Reading text.
· · · ·

Clayed with BH Autoclay original
Polished with Megs SwirlX by hand
Wheels washed with APC and EZ Detail brush, Megs endurance dressing applied.
Seats cleaned with ZZZzzz leather cleaner.
CG VRP Dressall applied to plastics
Glass cleaned with Megs Quick Detailer and a MF

Poilsh was buffed off with the same drying towel as it was damp and it minimises dust.

I tend to like sealents as opposed to waxes. I find that they're easier to work with, last a bit longer, and with the current crop, provide as good results.










Therefore I've built up a small collection.

FK100p looks and smells like old furniture polish










When brushed with an applictor, it changes from a solid into something abit like butter, on the applicator

When I applied FK1000 I first tried using a MF applicator, however I encountered problems. I found the applicator would stick and end up on the floor. I moved to a german sponge applicator and found this was alot smoother and easier to apply. It was very easy in fact and dried quite quickly.










It's been said that FK1000p is an easy off product. I wouldn't say it's hard to buff off, but I wouldn't say it was easy either. There were times when it required some encouragement, but it also proved a bit dusty.

I tested this on the wifes car as it wouldn't matter so much if the reults weren't as good as the hype. It's more preferable to have something that gave performance over looks.

What I'm comparing it to is my 2 favourite sealents:

Optiseal:










And Speedarmour:










I had my doubts about this, but none the less I wanted to be proved wrong. Having looked at the results, I think it looks, good:




























But I wouldn't say it's great, I would give it a 7 or 8 out of 10. The difficulty with the paint on the Fiesta is that it's a blue with a grey tinge. If the product masks the metallic flake it brings out the grey. Unfortunately FK1000p does this.

I think it might look better on light coloured paint such as white or silver, baring in mind it was designed to go on the bottom of boats, which in general tend to be white.

The question I ask myself is would I use it on my car? I think I would, as a sealent which would last through the winter months giving maximum protection.

When the show season comes around, it's coming off and Optiseals back on.


----------



## Ross (Apr 25, 2007)

I have never had dusting you must have put to much on and you really do need a foam pad to put it on


----------



## MidlandsCarCare (Feb 18, 2006)

I completely agree with your review - it's not the best on certain colours, including metallic black IMHO, especially after a couple of weeks.

I would say though, that it definitely looks better after 24 hours, so have another look tomorrow as another comparison.

On a sidenote, have you ever tried Britemax #4 and #5?

I did half of my car with Opti Seal yesterday, and the other half with Britemax (Glaze and Sealant) and rather surprisingly, I think I prefer the Britemax side, as it remains glassy and reflective, but is a fair bit glossier... worth a try IMHO...

I'm trying Blackfire next... have you looked at that?


----------



## Blazebro (May 18, 2007)

Nope, not tried Britemax.

On that particular paint imo it looks best with Speedarmour. I should get 4-6 months out of that also.


----------



## MidlandsCarCare (Feb 18, 2006)

I've not tried SpeedArmor - looks like one for me to have a bash with.

Have you tried Poorboys EX-P?

I agree also with your point that sealants are easier/nicer to use - no 'gassing' issues


----------



## Ross (Apr 25, 2007)

· · · ·

Recorded information.
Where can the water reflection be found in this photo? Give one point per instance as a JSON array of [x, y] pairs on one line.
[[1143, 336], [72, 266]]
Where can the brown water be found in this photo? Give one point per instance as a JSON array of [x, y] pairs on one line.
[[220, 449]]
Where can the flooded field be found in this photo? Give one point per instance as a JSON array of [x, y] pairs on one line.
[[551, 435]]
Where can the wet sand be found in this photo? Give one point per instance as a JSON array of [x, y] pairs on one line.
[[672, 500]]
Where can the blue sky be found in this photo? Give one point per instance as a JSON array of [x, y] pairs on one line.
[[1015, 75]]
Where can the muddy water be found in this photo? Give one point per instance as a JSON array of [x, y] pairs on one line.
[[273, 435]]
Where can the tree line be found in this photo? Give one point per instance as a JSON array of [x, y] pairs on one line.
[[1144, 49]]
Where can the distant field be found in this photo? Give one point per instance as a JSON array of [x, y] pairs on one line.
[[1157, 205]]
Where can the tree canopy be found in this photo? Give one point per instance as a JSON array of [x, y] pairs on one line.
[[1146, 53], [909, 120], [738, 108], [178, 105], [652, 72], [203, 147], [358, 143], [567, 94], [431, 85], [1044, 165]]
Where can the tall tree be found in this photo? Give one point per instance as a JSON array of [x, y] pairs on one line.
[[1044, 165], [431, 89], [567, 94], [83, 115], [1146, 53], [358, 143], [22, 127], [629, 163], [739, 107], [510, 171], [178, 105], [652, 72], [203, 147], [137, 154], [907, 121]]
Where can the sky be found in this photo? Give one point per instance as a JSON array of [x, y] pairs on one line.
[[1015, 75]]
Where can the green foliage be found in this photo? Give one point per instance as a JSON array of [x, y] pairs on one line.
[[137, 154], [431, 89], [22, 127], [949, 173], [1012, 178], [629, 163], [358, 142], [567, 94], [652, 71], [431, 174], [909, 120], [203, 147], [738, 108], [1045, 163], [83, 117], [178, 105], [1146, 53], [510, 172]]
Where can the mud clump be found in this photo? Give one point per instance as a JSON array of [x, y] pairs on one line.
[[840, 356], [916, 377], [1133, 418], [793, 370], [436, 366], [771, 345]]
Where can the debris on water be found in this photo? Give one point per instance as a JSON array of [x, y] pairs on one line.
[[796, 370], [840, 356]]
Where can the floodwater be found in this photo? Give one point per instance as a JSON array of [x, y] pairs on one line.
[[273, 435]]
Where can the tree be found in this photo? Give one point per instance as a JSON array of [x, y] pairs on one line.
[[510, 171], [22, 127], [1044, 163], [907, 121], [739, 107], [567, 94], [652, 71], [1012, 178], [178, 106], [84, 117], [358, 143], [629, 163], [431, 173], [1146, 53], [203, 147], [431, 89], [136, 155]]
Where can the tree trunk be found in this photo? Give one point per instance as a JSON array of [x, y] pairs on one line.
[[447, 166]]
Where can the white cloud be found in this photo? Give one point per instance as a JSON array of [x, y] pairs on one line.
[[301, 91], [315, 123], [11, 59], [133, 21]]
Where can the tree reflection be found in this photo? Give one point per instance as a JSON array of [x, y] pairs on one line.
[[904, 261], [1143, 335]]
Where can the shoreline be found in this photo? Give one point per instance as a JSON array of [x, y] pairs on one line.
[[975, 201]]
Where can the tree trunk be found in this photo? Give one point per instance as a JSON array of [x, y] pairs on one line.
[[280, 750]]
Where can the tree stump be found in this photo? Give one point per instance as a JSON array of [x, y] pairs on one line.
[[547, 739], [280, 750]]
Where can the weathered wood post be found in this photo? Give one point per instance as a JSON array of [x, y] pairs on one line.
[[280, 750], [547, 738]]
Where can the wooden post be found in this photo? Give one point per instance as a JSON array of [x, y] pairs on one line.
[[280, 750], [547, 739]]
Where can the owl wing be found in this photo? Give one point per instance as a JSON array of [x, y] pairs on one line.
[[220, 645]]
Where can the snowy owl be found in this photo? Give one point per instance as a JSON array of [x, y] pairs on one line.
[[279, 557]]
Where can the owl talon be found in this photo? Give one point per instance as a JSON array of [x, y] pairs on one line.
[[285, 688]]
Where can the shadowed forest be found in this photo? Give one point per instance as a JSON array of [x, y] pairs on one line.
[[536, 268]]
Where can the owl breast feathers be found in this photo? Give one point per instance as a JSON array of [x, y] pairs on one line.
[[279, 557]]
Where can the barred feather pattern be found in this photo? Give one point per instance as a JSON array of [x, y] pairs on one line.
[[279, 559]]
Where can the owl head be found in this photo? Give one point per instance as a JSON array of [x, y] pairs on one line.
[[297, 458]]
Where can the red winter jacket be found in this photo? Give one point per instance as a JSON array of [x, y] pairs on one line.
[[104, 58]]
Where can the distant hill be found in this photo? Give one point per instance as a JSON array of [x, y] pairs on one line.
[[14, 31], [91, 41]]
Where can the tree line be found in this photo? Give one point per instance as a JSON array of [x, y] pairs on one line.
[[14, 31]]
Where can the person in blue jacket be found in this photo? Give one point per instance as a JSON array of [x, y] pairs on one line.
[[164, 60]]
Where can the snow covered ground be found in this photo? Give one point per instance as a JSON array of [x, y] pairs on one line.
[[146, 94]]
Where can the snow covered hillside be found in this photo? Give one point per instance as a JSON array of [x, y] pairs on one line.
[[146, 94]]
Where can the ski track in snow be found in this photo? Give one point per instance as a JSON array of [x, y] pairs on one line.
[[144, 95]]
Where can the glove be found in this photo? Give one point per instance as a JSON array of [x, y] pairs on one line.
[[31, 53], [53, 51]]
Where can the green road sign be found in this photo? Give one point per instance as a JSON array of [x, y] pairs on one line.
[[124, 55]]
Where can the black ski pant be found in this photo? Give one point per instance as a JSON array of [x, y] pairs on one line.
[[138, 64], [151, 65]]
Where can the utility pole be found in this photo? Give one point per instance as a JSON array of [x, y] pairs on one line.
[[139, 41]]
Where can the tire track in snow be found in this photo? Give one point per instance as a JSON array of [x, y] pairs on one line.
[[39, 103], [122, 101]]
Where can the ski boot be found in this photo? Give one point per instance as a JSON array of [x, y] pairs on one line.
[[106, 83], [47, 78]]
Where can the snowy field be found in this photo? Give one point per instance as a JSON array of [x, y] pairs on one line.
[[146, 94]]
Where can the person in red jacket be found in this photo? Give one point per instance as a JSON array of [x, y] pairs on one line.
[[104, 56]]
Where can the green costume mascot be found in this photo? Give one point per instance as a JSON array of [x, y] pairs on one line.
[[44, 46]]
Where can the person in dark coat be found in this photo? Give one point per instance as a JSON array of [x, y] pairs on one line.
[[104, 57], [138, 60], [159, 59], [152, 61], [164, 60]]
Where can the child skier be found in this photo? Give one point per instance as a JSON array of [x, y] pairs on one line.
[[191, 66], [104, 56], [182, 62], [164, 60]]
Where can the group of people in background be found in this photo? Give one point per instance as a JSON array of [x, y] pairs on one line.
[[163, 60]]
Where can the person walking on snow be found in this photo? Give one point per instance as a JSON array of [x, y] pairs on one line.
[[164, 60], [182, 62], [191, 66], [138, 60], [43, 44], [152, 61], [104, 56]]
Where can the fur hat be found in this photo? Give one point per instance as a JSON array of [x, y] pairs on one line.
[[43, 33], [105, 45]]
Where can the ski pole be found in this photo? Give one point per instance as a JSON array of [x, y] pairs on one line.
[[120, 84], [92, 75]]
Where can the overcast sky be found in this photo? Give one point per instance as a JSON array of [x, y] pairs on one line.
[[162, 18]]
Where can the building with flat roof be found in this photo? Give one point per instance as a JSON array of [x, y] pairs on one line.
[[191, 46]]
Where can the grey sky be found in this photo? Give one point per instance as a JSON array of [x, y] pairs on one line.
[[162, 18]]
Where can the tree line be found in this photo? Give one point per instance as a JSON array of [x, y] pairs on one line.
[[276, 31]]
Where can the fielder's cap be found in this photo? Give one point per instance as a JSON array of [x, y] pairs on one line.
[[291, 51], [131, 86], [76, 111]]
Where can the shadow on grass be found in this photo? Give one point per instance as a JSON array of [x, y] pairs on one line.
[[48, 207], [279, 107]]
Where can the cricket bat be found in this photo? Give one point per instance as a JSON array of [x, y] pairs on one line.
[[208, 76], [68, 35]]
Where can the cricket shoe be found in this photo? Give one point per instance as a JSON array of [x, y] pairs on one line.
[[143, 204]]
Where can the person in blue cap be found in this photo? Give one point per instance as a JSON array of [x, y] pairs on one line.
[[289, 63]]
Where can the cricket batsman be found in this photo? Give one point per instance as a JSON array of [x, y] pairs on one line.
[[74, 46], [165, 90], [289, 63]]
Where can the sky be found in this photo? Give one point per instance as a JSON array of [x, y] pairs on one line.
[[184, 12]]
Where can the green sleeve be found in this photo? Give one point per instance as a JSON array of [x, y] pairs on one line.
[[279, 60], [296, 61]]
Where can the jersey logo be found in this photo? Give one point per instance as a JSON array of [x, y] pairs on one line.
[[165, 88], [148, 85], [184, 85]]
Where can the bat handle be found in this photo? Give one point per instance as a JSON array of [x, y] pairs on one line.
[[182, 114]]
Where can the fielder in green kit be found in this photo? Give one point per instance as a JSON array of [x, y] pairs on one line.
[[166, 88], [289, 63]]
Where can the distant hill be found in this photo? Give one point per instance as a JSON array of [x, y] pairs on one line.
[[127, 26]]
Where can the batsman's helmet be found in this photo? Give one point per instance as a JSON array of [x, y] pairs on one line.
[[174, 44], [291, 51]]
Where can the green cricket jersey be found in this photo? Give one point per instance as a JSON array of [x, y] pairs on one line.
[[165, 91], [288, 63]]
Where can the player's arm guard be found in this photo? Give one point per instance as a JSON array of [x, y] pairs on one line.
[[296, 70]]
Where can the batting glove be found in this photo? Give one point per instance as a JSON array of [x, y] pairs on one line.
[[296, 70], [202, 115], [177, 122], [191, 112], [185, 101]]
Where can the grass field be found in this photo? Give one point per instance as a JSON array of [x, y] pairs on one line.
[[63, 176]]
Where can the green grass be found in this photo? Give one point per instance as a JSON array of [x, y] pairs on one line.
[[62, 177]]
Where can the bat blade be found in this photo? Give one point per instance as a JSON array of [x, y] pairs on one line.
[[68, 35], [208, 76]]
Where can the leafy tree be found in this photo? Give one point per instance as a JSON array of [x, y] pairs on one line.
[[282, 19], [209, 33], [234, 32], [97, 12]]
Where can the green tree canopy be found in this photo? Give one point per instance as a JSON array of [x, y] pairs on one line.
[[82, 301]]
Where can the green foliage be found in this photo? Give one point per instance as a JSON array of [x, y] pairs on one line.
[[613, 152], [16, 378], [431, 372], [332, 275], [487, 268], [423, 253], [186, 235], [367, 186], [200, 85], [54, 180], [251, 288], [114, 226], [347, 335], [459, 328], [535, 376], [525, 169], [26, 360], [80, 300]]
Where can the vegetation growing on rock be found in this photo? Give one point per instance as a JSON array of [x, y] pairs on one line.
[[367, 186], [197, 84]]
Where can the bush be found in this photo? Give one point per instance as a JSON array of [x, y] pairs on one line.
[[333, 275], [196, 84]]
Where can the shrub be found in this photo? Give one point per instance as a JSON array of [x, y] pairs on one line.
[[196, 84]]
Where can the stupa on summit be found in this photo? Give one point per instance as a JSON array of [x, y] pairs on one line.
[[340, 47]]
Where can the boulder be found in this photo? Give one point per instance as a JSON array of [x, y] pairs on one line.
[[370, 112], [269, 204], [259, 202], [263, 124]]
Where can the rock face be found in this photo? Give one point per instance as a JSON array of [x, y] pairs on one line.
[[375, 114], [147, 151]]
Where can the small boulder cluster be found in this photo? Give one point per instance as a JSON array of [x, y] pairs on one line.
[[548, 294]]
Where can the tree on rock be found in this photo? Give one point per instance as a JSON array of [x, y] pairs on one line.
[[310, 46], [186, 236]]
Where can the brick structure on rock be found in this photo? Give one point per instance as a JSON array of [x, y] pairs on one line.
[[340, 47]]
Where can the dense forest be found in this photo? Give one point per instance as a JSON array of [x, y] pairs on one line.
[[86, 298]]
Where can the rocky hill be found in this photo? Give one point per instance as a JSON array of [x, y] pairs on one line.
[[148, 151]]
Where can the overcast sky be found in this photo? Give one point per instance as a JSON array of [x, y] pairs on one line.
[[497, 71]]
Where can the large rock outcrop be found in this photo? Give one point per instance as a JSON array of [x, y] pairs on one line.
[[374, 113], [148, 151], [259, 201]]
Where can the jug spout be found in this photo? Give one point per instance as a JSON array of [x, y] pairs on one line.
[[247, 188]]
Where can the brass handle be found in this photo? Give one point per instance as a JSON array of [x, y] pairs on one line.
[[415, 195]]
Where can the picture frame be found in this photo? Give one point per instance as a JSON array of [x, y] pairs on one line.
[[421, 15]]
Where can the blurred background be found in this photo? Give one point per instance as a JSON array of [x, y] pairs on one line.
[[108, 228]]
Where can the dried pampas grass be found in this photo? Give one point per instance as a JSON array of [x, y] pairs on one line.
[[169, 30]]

· · · ·

Instructions to follow.
List each distinct username that heads a reply in the car-care thread, once each.

Worked answer.
Ross, MidlandsCarCare, Blazebro